▶ _Dataset records about object locations_:
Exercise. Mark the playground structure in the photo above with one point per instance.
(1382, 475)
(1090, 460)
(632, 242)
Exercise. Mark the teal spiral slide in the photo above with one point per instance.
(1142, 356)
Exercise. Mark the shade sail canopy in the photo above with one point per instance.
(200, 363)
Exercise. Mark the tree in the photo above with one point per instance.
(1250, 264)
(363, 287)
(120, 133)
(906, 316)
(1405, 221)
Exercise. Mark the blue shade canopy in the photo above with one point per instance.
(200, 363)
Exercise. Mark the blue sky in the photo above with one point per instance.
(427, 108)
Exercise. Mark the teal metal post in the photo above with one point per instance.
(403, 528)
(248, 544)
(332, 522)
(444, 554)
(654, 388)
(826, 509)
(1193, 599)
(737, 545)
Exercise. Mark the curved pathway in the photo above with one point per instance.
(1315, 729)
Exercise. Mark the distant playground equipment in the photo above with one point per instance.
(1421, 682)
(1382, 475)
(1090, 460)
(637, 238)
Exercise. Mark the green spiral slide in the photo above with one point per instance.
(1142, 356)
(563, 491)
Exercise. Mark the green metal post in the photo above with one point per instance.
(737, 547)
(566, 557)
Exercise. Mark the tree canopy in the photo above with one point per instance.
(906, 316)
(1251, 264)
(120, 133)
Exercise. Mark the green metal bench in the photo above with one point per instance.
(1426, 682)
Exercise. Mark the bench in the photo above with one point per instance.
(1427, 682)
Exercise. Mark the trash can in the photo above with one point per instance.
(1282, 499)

▶ _Your goal_: Extract all of the data above and output it character for character.

▶ _Solved problem_:
Exercise. Mark the playground structure in the photo above with one point per instance.
(1382, 475)
(1090, 460)
(632, 242)
Exercise. Mark the teal spiral slide in the photo above with one point per instance.
(1142, 356)
Exercise. Mark the shade sail canopy in the photo above with one point per instance.
(200, 363)
Exercise. Mark the tree in the photo above with one point per instance.
(1250, 264)
(363, 287)
(120, 133)
(906, 316)
(1405, 221)
Exercise. Mark the blue shade canopy in the photo above with one point per instance.
(200, 363)
Exercise. Mark the blue sky in the photo above with one point per instance.
(427, 108)
Exercise. Mark the teal metal post in the photo above with one point per instance.
(403, 528)
(248, 544)
(332, 522)
(444, 554)
(654, 388)
(826, 509)
(1193, 599)
(737, 545)
Exercise. Mark the curved pathway in the photo above with one point per instance.
(1315, 729)
Exercise. Mark the distant playground equipment in the photo above with one point per instance.
(1421, 682)
(1382, 475)
(1090, 460)
(637, 238)
Exercise. Mark the green spiral slide in the photo above with one point per instance.
(1142, 356)
(563, 491)
Exercise. Mark the green metal post in the photo above with one point per instance.
(737, 547)
(566, 557)
Exercise. Mark the tree canopy in the photo above with one point per instance.
(906, 316)
(1251, 264)
(120, 133)
Exercise. Mark the green metal bench in the photo above with one point per instance.
(1426, 682)
Exercise. Mark the bench in the photo above with one point per instance.
(1427, 682)
Exercise. Mark the trash can in the photo above with one point per instance.
(1282, 499)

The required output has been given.